**The exercise:** Output the lines below unchanged, starting at the line that contains "of the rough" and continuing through the end of the items, both of those lines included.

**The input:**

>>>>

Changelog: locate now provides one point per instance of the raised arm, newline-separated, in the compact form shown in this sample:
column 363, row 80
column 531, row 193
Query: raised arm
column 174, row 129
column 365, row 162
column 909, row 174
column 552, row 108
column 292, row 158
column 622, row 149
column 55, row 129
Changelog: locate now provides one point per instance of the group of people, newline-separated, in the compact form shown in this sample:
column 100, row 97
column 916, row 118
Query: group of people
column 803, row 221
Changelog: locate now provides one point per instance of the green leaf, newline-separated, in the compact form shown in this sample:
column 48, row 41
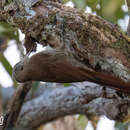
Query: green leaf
column 67, row 84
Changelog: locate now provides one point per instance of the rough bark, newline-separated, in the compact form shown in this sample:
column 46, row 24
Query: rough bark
column 56, row 102
column 14, row 106
column 92, row 41
column 100, row 46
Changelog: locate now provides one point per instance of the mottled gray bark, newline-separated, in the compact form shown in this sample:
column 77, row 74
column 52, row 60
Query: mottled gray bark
column 57, row 102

<<<<

**Output for this task:**
Changelog: locate now provides one point per instance of the rough bark, newline-separated, in the compact form shown in this sample:
column 46, row 24
Query: rough bark
column 56, row 102
column 14, row 106
column 92, row 41
column 100, row 46
Changelog: locate now provides one point per instance of the mottled gray bark, newline-separated, in the compact form shown in this sample:
column 77, row 74
column 52, row 60
Query: mottled gray bark
column 57, row 102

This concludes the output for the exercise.